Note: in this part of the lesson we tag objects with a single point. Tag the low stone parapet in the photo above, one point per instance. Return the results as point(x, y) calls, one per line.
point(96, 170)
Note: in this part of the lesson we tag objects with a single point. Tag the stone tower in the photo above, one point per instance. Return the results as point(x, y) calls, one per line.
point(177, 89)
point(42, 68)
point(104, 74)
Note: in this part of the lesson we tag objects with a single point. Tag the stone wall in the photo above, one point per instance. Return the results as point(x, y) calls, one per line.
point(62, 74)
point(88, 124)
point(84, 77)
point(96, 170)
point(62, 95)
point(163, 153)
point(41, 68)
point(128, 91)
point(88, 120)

================================

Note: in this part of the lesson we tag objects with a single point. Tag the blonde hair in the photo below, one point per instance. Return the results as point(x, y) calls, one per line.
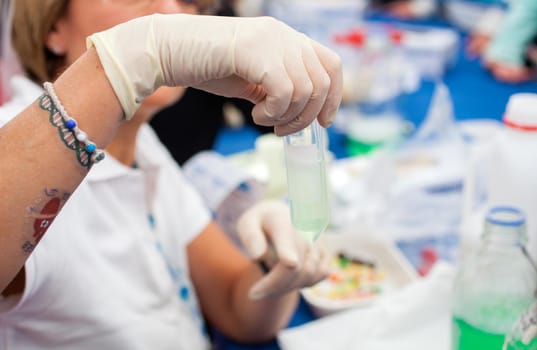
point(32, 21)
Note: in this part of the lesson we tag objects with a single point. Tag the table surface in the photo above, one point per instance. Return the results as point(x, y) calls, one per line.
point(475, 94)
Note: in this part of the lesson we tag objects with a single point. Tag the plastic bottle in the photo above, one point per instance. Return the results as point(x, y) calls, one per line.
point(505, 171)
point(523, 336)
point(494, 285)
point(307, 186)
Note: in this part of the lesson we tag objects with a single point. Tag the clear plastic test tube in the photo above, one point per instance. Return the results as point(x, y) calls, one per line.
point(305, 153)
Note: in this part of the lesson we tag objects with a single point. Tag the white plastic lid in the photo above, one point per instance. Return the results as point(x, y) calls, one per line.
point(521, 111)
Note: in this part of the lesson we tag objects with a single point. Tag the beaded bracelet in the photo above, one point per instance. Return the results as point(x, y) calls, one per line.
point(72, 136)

================================

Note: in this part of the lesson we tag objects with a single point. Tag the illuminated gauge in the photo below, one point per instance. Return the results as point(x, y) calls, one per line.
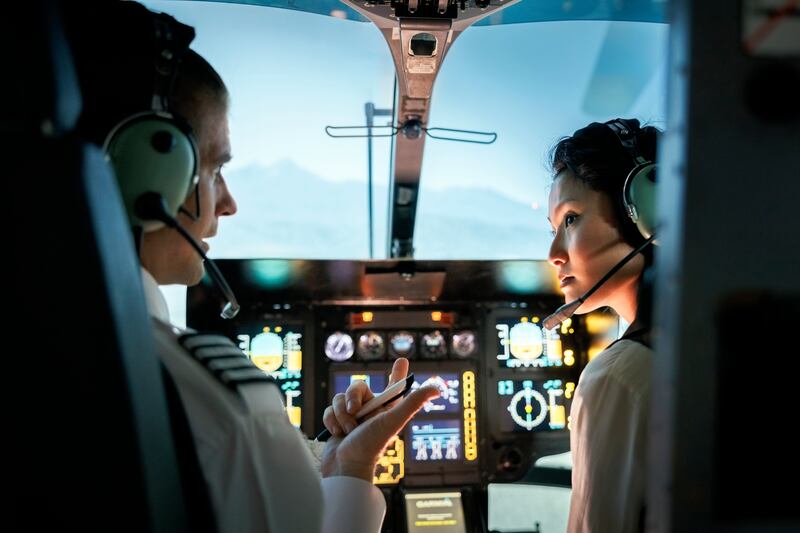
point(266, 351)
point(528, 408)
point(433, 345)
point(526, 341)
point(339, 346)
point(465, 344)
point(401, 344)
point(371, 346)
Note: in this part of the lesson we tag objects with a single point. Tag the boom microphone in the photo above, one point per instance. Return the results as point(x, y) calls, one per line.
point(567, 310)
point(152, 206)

================================

# [Short exercise]
Give the stretch of records from the line containing "Tag the low" through the line containing "point(88, 120)" again, with "stone" changed to "brick" and nothing else altered.

# [Written response]
Note: in this part of the lesson we tag objects with a single point. Tag the low brick parapet in the photo above, one point per instance. Return the results as point(x, y) calls, one per line.
point(96, 170)
Note: in this part of the lesson we tag objects with a single point. Tag the brick tower in the photo above, one point per instance. Return the results as point(x, y) calls, one per line.
point(177, 89)
point(42, 68)
point(104, 74)
Note: in this part of the lesson we tag objects with a single point. Tag the brick wall in the photo above, one point per instance. Return the results as point(x, y) calls, one per line.
point(62, 74)
point(88, 124)
point(84, 77)
point(96, 170)
point(62, 95)
point(163, 153)
point(41, 68)
point(128, 91)
point(88, 120)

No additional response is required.